[START]

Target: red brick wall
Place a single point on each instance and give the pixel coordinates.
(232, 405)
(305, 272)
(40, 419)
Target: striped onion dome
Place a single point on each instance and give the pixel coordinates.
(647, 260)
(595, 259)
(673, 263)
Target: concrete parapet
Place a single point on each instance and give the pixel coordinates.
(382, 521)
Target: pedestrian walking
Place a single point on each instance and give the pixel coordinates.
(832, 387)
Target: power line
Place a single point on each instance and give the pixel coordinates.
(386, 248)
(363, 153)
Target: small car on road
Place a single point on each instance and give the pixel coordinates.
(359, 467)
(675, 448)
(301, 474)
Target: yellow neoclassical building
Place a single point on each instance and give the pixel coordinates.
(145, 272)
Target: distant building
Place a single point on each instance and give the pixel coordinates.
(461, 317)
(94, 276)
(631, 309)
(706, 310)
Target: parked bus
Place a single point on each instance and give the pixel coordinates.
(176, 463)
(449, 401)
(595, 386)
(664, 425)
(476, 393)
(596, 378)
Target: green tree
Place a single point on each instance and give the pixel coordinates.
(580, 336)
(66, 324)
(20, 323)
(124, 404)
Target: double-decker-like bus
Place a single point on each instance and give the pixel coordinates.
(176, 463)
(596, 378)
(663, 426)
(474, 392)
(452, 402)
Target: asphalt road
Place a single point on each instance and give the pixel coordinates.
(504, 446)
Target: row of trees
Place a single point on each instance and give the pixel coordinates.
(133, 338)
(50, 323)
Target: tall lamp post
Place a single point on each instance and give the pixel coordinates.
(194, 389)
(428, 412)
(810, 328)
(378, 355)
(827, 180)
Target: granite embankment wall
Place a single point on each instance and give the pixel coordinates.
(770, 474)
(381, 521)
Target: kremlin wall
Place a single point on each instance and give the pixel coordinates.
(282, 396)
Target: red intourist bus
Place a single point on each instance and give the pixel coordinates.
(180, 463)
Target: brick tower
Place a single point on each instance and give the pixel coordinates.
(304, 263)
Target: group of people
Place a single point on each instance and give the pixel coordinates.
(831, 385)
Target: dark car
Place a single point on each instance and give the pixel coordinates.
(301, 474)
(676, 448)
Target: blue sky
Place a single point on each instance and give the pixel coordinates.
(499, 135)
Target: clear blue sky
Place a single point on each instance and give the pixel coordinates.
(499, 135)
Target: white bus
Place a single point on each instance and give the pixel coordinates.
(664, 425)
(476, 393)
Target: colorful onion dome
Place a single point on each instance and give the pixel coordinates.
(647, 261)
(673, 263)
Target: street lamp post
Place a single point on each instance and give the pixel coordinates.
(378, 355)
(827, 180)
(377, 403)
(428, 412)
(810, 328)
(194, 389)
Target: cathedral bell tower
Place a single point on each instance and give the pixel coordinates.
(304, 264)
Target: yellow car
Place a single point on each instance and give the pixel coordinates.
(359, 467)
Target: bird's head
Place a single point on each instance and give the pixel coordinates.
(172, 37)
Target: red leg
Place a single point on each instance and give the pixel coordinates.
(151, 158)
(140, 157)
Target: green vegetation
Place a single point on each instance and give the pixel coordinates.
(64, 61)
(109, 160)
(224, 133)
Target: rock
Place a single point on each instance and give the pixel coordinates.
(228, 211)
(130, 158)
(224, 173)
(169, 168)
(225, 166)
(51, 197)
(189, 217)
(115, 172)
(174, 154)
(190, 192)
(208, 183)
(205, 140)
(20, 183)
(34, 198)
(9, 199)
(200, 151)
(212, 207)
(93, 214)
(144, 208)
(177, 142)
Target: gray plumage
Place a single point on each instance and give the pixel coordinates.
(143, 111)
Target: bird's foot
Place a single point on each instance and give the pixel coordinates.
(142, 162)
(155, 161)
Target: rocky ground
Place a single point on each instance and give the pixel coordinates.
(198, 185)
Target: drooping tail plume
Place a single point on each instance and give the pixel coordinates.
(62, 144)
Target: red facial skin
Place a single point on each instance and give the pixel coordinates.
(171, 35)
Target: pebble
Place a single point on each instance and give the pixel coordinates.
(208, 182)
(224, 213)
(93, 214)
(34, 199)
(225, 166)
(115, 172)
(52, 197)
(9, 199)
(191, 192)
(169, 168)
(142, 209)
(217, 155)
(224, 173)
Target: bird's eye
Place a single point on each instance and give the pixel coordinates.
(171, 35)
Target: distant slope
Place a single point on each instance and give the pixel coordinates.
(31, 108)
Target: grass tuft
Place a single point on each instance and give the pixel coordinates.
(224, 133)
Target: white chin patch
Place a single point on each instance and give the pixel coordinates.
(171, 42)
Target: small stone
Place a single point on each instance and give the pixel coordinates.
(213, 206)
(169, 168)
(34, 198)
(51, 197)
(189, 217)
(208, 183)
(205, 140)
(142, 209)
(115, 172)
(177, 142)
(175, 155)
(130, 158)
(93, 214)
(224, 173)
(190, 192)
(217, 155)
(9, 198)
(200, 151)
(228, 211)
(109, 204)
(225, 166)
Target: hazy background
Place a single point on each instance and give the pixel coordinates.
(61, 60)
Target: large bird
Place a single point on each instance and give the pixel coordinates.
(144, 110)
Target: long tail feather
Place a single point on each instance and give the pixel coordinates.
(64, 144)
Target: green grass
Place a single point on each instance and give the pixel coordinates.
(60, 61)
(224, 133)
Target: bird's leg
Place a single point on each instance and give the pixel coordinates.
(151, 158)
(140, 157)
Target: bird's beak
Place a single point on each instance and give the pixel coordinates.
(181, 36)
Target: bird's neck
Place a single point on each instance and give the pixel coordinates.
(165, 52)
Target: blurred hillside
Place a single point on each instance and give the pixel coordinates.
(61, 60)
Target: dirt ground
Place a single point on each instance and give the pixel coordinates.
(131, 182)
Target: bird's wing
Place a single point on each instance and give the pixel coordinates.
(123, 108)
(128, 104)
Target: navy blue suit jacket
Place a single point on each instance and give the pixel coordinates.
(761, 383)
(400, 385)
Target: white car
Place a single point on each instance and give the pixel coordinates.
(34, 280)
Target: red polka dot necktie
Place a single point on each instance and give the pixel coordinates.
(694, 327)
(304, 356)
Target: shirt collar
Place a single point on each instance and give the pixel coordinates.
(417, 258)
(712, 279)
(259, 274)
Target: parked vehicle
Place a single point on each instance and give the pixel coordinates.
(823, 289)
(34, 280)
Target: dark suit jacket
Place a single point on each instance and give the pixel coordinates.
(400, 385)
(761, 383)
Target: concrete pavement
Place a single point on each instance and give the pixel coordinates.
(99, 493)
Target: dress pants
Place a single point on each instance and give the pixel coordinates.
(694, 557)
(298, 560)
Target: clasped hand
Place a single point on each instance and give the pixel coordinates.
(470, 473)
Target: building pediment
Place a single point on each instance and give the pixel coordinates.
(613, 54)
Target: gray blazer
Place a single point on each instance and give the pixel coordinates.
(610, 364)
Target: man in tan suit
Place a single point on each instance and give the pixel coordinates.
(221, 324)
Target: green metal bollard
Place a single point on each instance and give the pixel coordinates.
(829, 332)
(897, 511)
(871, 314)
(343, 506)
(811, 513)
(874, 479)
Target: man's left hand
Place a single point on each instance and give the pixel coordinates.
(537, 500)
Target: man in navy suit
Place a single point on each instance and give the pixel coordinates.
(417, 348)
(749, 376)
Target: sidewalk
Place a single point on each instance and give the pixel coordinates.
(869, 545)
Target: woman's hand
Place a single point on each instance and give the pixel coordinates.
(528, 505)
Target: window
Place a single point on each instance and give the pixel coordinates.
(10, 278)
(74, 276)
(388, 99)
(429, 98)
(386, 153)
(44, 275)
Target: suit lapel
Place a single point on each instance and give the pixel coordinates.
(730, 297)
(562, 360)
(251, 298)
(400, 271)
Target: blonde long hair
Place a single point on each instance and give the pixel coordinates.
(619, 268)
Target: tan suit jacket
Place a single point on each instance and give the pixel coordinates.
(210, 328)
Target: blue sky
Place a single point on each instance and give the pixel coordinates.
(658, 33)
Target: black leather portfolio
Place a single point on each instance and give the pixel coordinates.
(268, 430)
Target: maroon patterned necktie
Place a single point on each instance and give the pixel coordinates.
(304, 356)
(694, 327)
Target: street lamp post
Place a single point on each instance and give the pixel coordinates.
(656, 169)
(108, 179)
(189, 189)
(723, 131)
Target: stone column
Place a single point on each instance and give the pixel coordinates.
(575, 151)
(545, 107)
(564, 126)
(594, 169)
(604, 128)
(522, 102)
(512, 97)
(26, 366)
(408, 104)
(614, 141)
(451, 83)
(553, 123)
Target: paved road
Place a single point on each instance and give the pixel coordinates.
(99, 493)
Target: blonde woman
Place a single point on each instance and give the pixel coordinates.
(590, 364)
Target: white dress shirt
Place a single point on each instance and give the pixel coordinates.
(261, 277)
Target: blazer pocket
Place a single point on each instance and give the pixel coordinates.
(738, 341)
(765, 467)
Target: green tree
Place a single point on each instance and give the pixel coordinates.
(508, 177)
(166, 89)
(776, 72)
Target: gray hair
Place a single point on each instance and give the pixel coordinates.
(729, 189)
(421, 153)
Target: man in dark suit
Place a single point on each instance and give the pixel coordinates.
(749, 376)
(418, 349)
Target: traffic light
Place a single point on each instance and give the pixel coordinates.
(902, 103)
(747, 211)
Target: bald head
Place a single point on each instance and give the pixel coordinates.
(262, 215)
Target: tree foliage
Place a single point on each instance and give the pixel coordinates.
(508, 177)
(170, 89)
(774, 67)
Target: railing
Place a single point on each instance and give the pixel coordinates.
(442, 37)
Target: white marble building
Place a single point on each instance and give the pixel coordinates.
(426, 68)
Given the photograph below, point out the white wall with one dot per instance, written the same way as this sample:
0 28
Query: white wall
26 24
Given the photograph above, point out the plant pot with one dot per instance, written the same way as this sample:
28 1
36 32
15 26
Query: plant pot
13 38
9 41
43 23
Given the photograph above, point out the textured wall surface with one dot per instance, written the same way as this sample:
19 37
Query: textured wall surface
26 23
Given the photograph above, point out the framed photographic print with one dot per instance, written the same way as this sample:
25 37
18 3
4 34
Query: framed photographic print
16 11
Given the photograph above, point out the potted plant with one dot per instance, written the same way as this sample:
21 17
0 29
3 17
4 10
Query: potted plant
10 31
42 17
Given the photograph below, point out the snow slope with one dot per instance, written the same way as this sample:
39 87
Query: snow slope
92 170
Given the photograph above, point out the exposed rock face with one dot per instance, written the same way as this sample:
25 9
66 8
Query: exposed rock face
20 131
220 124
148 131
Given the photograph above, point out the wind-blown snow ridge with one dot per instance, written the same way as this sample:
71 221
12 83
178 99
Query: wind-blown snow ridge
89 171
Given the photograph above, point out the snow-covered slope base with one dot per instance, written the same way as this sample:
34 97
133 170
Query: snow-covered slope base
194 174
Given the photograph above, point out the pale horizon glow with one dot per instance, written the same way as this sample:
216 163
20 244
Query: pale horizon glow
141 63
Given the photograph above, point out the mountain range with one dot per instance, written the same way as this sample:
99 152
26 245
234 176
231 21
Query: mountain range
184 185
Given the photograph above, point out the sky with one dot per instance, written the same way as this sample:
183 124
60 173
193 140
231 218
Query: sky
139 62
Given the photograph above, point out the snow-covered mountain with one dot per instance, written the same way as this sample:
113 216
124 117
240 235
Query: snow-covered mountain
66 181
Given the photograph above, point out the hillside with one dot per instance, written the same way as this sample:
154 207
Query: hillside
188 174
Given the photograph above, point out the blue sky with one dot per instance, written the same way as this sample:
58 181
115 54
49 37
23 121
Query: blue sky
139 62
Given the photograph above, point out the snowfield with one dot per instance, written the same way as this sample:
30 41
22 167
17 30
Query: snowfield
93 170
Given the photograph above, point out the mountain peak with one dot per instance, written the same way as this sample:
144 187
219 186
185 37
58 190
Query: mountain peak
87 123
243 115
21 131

[END]

Produce an exact copy of the lines from the one containing "Given the photograph above, point out the hillside" through the last line, and of nothing else.

Given the photograph above, point out the hillside with one dot per instance, written the same way as this sample:
154 207
Query: hillside
188 174
Given the photograph above, point out the blue sky with one dot per instance, written the same way as this sample:
58 181
115 54
49 37
23 121
Query: blue sky
139 62
Given the photograph above, point out the snowfield with one dot per instance, written the same way as this sample:
30 41
22 167
17 30
Query: snowfield
93 170
Given the photograph above, point out the mountain peak with one dot per instance, written the same way as this sample:
144 187
219 186
185 37
58 190
Query: mountain peak
87 123
243 115
21 131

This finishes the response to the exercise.